*Task 1:*
Answer these from the text on banker accountability:
(a) What saying does it quote about failure?
(b) What power do regulators now have for the most serious lapses under the SMR?
(c) How often must banks assess whether staff under the Certification Regime are fit and proper?
*Task 2:*
Please write out a section of the text on banker accountability word for word: begin at the words "The new regime" and stop after "standard for accountability.".
*Task 3:*
Name every regime the text on banker accountability mentions by name.
[Start of Quoted text]
Like many walks of life, the danger is that without clear personal responsibility, you can often get collective irresponsibility. When things go wrong, everyone points to everyone else (or to quote another saying, failure is an orphan).

The new regime creates a very clear bridge between corporate responsibility and individual accountability. It’s been a long journey since the Commission’s original recommendations, which have subsequently been widened in scope to other parts of financial services. The banking industry has worked with regulators to deliver a framework that supports our shared goal of ensuring the UK sets the gold standard for accountability.

The SMR ensures that ignorance can no longer be an excuse if failure or misconduct falls inside a senior manager’s area of responsibility. Senior bankers have a statutory duty to prove they took reasonable steps to prevent a problem. It’s important to note that the overall objective of the regime has not changed despite the debate over the decision to remove the reverse burden of proof last year. Regulators now have the power to bring criminal prosecutions for the most serious lapses under the SMR. The Bank of England and FCA have rightly stressed that this will not be about taking high-profile scalps - unless warranted - but rather a tool to concentrate minds and encourage responsible governance.

Canary Wharf

 

Separately, the Certification Regime is shifting the onus onto firms for other staff who could pose a significant risk to the business or customers. Every year banks will be required to assess whether these individuals are fit and proper to perform their duties. This will enable the regulators to focus on a narrower group of senior individuals than the discredited Approved Persons Regime. This means that regulators will be able to do a suitably thorough assessment of people aspiring to run a bank as a senior manager.
[End of Quoted text]
[Start of Information provided]
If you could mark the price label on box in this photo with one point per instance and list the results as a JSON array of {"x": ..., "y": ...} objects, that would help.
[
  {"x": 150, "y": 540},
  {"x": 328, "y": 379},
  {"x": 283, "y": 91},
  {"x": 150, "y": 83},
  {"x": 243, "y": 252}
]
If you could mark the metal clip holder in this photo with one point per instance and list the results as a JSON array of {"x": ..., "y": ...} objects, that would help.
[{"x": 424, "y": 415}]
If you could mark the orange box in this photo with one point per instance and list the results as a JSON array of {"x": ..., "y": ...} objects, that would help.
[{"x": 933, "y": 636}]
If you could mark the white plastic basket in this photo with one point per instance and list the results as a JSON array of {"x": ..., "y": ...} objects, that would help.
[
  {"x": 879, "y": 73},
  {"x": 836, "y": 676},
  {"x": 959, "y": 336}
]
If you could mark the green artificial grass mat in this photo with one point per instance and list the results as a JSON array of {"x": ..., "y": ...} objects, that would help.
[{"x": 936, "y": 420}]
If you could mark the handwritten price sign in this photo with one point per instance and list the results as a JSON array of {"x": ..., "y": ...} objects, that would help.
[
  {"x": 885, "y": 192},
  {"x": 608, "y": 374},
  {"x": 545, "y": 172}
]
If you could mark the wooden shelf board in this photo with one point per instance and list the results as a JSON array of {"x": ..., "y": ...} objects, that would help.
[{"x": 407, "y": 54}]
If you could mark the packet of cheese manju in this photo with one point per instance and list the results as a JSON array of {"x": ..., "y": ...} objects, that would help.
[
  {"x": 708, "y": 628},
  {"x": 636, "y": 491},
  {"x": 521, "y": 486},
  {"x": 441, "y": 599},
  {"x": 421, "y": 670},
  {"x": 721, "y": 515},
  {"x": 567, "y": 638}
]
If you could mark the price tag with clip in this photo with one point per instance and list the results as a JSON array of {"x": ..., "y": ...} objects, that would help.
[End of Information provided]
*Written response 1:*
(a) Failure is an orphan.
(b) The power to bring criminal prosecutions.
(c) Every year.

*Written response 2:*
The new regime creates a very clear bridge between corporate responsibility and individual accountability. It’s been a long journey since the Commission’s original recommendations, which have subsequently been widened in scope to other parts of financial services. The banking industry has worked with regulators to deliver a framework that supports our shared goal of ensuring the UK sets the gold standard for accountability.

*Written response 3:*
- SMR
- Certification Regime
- Approved Persons Regime